--- WHAT THIS TASK INVOLVES ---
What follows is a listing to be transcribed exactly.

* start DATA IN THIS EXERCISE *

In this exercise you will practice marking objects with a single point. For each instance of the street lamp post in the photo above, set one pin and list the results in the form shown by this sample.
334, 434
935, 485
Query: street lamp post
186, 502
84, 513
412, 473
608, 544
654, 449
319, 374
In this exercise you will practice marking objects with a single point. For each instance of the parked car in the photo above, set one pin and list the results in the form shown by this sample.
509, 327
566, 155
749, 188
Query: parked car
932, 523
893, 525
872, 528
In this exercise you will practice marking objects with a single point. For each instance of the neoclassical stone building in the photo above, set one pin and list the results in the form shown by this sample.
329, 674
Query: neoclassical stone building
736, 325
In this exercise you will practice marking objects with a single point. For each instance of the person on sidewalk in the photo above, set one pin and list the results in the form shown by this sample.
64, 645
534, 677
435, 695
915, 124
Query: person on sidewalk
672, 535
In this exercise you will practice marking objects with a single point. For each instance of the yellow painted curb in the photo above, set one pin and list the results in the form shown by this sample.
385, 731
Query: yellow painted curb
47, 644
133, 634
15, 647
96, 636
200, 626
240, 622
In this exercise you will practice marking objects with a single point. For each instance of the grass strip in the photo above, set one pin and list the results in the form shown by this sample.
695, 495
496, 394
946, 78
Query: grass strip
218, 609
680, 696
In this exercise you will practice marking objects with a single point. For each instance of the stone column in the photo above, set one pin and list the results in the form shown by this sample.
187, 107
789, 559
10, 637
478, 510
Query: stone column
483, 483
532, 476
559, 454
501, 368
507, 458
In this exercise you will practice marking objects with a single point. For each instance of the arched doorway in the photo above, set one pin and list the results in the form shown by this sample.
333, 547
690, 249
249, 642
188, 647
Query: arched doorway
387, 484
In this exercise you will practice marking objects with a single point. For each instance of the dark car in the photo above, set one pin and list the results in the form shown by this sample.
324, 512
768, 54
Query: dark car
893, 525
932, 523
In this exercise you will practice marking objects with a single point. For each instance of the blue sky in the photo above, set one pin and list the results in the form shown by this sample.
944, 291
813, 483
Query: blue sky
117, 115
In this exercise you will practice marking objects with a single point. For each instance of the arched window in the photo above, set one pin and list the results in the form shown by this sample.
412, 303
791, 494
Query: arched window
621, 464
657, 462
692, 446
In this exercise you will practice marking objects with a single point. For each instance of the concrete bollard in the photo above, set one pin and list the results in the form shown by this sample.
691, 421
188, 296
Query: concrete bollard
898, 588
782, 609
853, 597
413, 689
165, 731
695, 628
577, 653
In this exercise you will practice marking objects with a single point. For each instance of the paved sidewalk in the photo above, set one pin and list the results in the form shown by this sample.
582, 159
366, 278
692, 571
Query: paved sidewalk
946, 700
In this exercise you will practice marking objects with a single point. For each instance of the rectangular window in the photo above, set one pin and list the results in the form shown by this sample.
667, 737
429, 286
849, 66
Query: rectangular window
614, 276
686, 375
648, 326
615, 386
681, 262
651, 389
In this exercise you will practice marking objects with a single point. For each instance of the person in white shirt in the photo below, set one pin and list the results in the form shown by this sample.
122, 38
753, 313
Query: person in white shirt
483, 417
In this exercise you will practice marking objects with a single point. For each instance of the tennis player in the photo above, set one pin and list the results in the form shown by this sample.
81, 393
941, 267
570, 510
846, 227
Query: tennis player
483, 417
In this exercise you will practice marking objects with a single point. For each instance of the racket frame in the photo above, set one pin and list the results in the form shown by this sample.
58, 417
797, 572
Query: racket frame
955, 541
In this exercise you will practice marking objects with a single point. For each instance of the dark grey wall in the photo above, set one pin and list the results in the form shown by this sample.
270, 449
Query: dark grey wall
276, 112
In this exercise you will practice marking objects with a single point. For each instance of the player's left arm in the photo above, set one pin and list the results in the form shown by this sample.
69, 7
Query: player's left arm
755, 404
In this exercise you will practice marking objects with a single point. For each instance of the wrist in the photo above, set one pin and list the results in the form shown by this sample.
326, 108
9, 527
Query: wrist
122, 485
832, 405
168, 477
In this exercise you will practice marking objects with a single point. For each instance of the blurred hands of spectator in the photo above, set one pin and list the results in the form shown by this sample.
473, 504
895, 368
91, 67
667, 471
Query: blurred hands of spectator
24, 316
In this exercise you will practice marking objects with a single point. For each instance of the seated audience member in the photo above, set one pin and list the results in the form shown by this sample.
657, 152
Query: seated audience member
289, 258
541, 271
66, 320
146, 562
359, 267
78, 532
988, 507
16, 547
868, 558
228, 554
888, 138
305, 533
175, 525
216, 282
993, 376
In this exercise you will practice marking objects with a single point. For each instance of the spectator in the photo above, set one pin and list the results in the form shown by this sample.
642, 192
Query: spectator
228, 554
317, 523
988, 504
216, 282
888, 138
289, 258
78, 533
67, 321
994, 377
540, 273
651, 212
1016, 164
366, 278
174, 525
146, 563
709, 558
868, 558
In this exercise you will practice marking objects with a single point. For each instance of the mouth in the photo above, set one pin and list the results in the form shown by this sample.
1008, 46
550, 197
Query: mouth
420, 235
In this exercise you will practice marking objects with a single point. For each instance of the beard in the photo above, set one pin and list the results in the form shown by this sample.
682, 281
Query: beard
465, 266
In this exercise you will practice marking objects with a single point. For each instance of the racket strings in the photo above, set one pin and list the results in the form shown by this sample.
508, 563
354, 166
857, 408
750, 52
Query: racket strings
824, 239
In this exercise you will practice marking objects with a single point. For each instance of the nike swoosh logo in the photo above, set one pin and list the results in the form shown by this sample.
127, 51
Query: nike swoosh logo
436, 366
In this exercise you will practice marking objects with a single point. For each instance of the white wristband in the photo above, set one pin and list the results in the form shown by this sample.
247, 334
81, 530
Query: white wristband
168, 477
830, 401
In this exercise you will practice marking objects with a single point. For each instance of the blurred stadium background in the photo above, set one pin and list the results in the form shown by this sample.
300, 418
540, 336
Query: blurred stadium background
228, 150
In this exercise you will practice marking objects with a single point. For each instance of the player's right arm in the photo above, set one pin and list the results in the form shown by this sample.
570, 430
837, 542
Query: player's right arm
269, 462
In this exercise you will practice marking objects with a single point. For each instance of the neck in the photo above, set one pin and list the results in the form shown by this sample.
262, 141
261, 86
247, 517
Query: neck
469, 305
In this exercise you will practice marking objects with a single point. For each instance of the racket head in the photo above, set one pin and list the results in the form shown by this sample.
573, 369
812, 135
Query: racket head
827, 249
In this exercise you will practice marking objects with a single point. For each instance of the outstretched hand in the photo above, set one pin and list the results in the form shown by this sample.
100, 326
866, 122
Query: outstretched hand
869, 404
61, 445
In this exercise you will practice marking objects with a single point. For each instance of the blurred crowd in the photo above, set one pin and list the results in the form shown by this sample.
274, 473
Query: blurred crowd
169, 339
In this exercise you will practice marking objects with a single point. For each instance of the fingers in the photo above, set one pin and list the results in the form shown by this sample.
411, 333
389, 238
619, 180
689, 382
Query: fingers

* end DATA IN THIS EXERCISE *

--- SOLVED PROBLEM ---
In this exercise you will practice marking objects with a single point. For each instance of the street lamp post in the photo above, set one pin and list the results in the form shown by this sample.
334, 434
935, 485
Query: street lamp post
186, 502
84, 513
412, 473
608, 544
654, 449
319, 374
In this exercise you will practice marking objects with a single point. For each instance of the parked car in the photo above, set one pin and list the results in the form shown by this sample.
509, 327
566, 155
749, 188
Query: parked car
932, 523
893, 525
872, 528
In this exercise you will practice marking objects with a single point. For each instance of the neoclassical stone building in the photo above, set one pin and list the results in the form shown by this sample.
329, 674
Query: neoclassical stone building
736, 325
In this exercise you will practice marking objects with a single point. For each instance of the person on sidewalk in the photo above, set one pin and list the results in the form shown by this sample.
64, 645
534, 677
435, 695
915, 124
Query: person on sidewalk
672, 535
In this exercise you will practice marking objects with a single point. For each instance of the yellow painted curb in the photo above, set one pin and list the results in the form shown by this sample.
385, 731
Query: yellow painted curb
47, 644
133, 634
15, 647
96, 636
200, 626
240, 622
In this exercise you will practice marking objects with a single point. For each instance of the grass strip in the photo above, set one pin and list the results in the form shown by this sample.
695, 495
496, 394
946, 78
Query: grass strip
218, 609
680, 696
In this exercise you will practice marking objects with a single point. For each instance of the stone column in the photo above, set one pin and list the results in the form shown by this sample.
187, 107
789, 559
10, 637
478, 510
Query: stone column
483, 483
532, 476
559, 454
501, 368
507, 458
In this exercise you will practice marking objects with a single point. For each instance of the arched doorway in the photo above, set one pin and list the results in the form shown by this sample.
333, 547
690, 249
249, 642
188, 647
Query: arched doorway
387, 484
In this exercise you will practice marking objects with a single point. For each instance of the dark car in the photo above, set one pin and list the results in the form shown by this sample.
324, 512
768, 54
Query: dark car
893, 525
932, 523
In this exercise you will practice marking objects with a single point. For each instance of the blue sky in the photo above, set one pin and list the results in the form shown by this sample.
944, 291
813, 483
Query: blue sky
117, 115
In this exercise you will practice marking objects with a single point. For each instance of the arched window in the photo above, set one pin and list the results in the form shown by this sample.
412, 303
791, 494
Query: arched window
621, 464
657, 462
692, 446
In this exercise you will practice marking objects with a single point. For each instance of the concrete bollard in the photo above, set one pin and list the results in the form shown by this sample.
691, 421
188, 296
Query: concrete bollard
898, 588
782, 609
853, 597
413, 689
165, 731
695, 628
577, 653
In this exercise you will practice marking objects with a single point. For each instance of the paved sidewalk in the photo above, set one pin and list the results in the form shown by this sample.
582, 159
366, 278
692, 571
Query: paved sidewalk
946, 700
In this exercise you will practice marking objects with a single point. For each instance of the rectangular window in the photo above, set one pin and list the results in the form shown by this sample.
667, 737
429, 286
849, 66
Query: rectangular window
614, 276
686, 375
648, 326
615, 386
681, 262
651, 389
In this exercise you will practice marking objects with a single point. For each instance of the person in white shirt in the photo below, set one pin and list the results in the form shown by this sample.
122, 38
753, 313
Query: person in white shirt
483, 417
In this exercise you will practice marking objects with a single point. For each instance of the tennis player in the photo above, set one pin and list the results in the form shown by this sample.
81, 393
941, 267
570, 510
846, 227
Query: tennis player
483, 417
In this exercise you will practice marking objects with a single point. For each instance of the racket frame in the photo above, set one pin and list the results in the form shown by this sample.
58, 417
797, 572
Query: racket frame
955, 541
In this exercise you will practice marking objects with a single point. For each instance of the dark grey wall in the photo above, set one pin and list the results in the form shown by this sample.
270, 449
Query: dark grey wall
276, 112
In this exercise you will practice marking objects with a single point. For each instance of the player's left arm in the photo above, set one pin and list the results in the form shown by this sample.
69, 7
Query: player's left arm
755, 404
In this exercise you will practice marking objects with a single point. For each instance of the wrist in the photo above, set one pin and list the results in the form shown by this sample.
326, 108
9, 527
Query: wrist
122, 485
832, 405
168, 477
In this exercise you will practice marking objects with a single point. For each instance of the blurred hands of spectator in the photo above, set one pin and list the results in the form shown by this sample.
473, 504
895, 368
91, 67
667, 471
Query: blurred hands of spectator
24, 316
In this exercise you will practice marking objects with a single point. For each instance of the seated audience member in the photo above, set one pin and list the results in the form shown by this sample.
657, 152
Query: seated audience member
289, 258
541, 271
66, 320
146, 562
359, 267
78, 532
988, 507
16, 547
868, 558
228, 554
888, 138
305, 533
175, 525
216, 282
993, 376
In this exercise you will practice marking objects with a single point. For each instance of the spectator in the photo above, set one pin and list the results in the form shown by this sample.
642, 192
Query: spectator
228, 554
317, 523
988, 504
216, 282
888, 138
289, 258
78, 533
67, 321
994, 377
540, 273
651, 212
1016, 164
366, 278
174, 525
146, 563
709, 558
868, 558
In this exercise you will practice marking objects with a single point. For each instance of the mouth in the photo above, set one pin and list the results in the form shown by this sample.
1008, 46
550, 197
Query: mouth
420, 235
In this exercise you will practice marking objects with a single point. For each instance of the beard in the photo above, set one pin and list the results in the form shown by this sample.
682, 281
Query: beard
465, 266
In this exercise you will practice marking objects with a single point. For each instance of the racket strings in the photo above, set one pin and list the results in the form shown by this sample.
508, 563
354, 166
857, 408
750, 52
Query: racket strings
824, 239
In this exercise you will practice marking objects with a single point. For each instance of the nike swoosh logo in the photo above, set one pin and list the results in the form shown by this sample.
127, 51
Query: nike swoosh logo
436, 366
In this exercise you will practice marking objects with a single point. For each instance of the white wristband in the photo above, set one pin and list the results in the form shown by this sample.
247, 334
81, 530
Query: white wristband
168, 477
830, 401
In this exercise you will practice marking objects with a single point. For each instance of the blurred stadium background in the photo above, set one pin and list the results in the form shown by this sample.
300, 418
540, 336
Query: blurred stadium background
228, 150
In this exercise you will practice marking objects with a single point. For each instance of the player's right arm in the photo above, set one pin and list the results in the form shown by this sample.
570, 430
837, 542
Query: player's right arm
269, 462
In this exercise you will practice marking objects with a single point. For each instance of the neck in the photo above, set one pin and list the results in the form shown by this sample.
262, 141
261, 86
247, 517
Query: neck
469, 305
In this exercise you will practice marking objects with a single point. For each instance of the racket head in the photo above, set one pin and list the results in the form shown by this sample.
573, 369
812, 135
Query: racket head
827, 249
In this exercise you will practice marking objects with a single point. For each instance of the outstretched hand in the photo above, set one pin and list the results in the form shown by this sample.
100, 326
866, 122
Query: outstretched hand
869, 404
61, 445
In this exercise you will practice marking objects with a single point. For each instance of the blurred crowd in the photo above, set one pin and list the results in the form shown by this sample.
274, 473
Query: blurred crowd
169, 339
In this exercise you will practice marking objects with a single point. For each instance of the fingers in the photo above, set one pin and list the results in the form shown by this sample.
411, 333
389, 238
619, 180
689, 382
Query: fingers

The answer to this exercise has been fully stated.